Exercise objective: An identical transcription of the records is required.

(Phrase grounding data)
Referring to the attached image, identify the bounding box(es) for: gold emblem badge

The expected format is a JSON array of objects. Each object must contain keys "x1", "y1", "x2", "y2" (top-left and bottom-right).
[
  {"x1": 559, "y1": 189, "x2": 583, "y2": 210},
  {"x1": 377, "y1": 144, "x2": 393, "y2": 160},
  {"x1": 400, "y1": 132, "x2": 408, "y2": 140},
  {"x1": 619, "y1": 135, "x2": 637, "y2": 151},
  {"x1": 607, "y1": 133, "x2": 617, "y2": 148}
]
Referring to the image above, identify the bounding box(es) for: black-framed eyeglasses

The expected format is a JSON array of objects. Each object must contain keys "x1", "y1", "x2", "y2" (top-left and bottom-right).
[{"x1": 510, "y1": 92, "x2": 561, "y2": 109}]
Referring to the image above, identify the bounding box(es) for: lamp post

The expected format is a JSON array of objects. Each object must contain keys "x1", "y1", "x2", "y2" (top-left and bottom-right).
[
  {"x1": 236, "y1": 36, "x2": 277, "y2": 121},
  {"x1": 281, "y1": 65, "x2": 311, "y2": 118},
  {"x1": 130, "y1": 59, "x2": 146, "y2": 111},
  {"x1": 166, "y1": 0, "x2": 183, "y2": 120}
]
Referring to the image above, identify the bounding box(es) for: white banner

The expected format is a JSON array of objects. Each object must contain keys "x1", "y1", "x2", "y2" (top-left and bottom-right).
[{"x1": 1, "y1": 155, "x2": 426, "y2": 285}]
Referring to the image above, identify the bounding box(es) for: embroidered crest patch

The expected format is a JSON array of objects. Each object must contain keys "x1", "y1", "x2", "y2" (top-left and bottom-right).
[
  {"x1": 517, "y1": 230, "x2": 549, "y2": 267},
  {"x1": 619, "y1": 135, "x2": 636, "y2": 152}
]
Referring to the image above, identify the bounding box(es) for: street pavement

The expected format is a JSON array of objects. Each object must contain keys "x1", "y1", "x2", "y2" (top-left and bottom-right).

Output of the exercise:
Referring to the attached image, identify the bounding box(es) for: gold emblem badge

The expected format is a JSON array of objects. Each object must contain keys "x1", "y1", "x2", "y2" (top-left and bottom-right).
[
  {"x1": 559, "y1": 189, "x2": 583, "y2": 210},
  {"x1": 377, "y1": 144, "x2": 393, "y2": 160},
  {"x1": 400, "y1": 132, "x2": 408, "y2": 140},
  {"x1": 619, "y1": 135, "x2": 637, "y2": 151},
  {"x1": 607, "y1": 133, "x2": 617, "y2": 148}
]
Referring to the image above, identify the bounding box(es) for: black-framed eyeglasses

The expected format is a JSON array of objects. Each object must contain keys "x1", "y1", "x2", "y2" (top-left and bottom-right).
[{"x1": 510, "y1": 92, "x2": 561, "y2": 109}]
Referring to the image above, identify the bounding box(es) for: lamp post

The expected format is a JSON array of objects. Each object must contain keys "x1", "y1", "x2", "y2" (top-left and bottom-right).
[
  {"x1": 236, "y1": 36, "x2": 277, "y2": 121},
  {"x1": 281, "y1": 65, "x2": 311, "y2": 118},
  {"x1": 130, "y1": 59, "x2": 146, "y2": 111},
  {"x1": 166, "y1": 0, "x2": 183, "y2": 120}
]
Referring to the image above, identify the bounding box(es) for: white banner

The expected format is a JSON array of objects. Each object must contain keys "x1", "y1", "x2", "y2" (top-left and bottom-right).
[{"x1": 1, "y1": 155, "x2": 426, "y2": 285}]
Referring to the image above, identify the bounding box(es) for: embroidered crest patch

The expected format is a JSON array of objects. Each object must contain keys "x1", "y1", "x2", "y2" (top-left and bottom-right).
[
  {"x1": 517, "y1": 230, "x2": 549, "y2": 267},
  {"x1": 619, "y1": 135, "x2": 636, "y2": 152}
]
Referring to the image above, identify the bounding box(es) for: street pavement

The expected format is a JSON array of objects. Each object must contain keys "x1", "y1", "x2", "y2" (top-left and bottom-right).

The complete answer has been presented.